Text block →
"""

Just a few thoughts on this Sunny Sunday in Chongqing, China.
In this section, I will look at the Canadian Film and Video Production Tax Credit’s (CPTC) provisions around Key Creative Personnel and why, consequentially, Telefilm Treaty Co-Production Agreements are desirable from an immigration perspective.
Telefilm Treaty Co-Production Agreements
The first stage in determining whether the Key Creative Personnel are met is to determine what type of production is in question. the CPTC Guideline sets out two different types, Live Action Productions and Animation Productions, each with their own set of scoring rules.
For a Live Action Production the following positions are considered for a maximum of 10 points. To qualify, one of two of the director positions and one of two of the lead performer positions must be filled by a Canadian.

"""

Exercise data →
"""

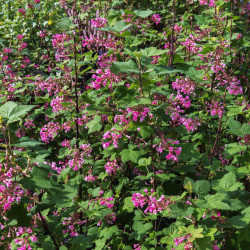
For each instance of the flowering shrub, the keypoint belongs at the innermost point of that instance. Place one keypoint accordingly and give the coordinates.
(124, 124)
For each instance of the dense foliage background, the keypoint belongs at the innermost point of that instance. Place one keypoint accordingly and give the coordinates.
(124, 124)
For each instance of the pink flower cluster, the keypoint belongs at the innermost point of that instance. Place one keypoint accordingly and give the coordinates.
(49, 131)
(107, 202)
(153, 204)
(114, 139)
(29, 123)
(216, 108)
(111, 167)
(184, 85)
(99, 22)
(167, 144)
(103, 77)
(188, 245)
(57, 104)
(156, 18)
(22, 11)
(139, 112)
(22, 46)
(190, 124)
(58, 44)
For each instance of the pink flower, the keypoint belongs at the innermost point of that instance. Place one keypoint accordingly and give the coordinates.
(19, 37)
(22, 11)
(156, 19)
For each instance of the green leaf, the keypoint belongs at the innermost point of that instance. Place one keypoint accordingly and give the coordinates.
(228, 183)
(196, 234)
(235, 127)
(143, 13)
(107, 233)
(100, 243)
(238, 221)
(94, 125)
(13, 112)
(146, 131)
(162, 70)
(152, 51)
(216, 202)
(19, 213)
(126, 67)
(131, 155)
(128, 205)
(65, 23)
(202, 187)
(245, 129)
(26, 142)
(145, 161)
(142, 228)
(7, 108)
(118, 27)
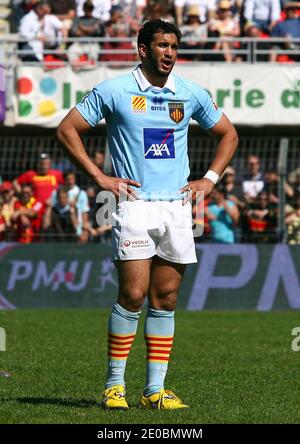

"""

Exercise goal → Write out the passage on the Canadian film tax credit word for word, starting at "For a Live Action" and ending at "by a Canadian.".

Result for this exercise →
For a Live Action Production the following positions are considered for a maximum of 10 points. To qualify, one of two of the director positions and one of two of the lead performer positions must be filled by a Canadian.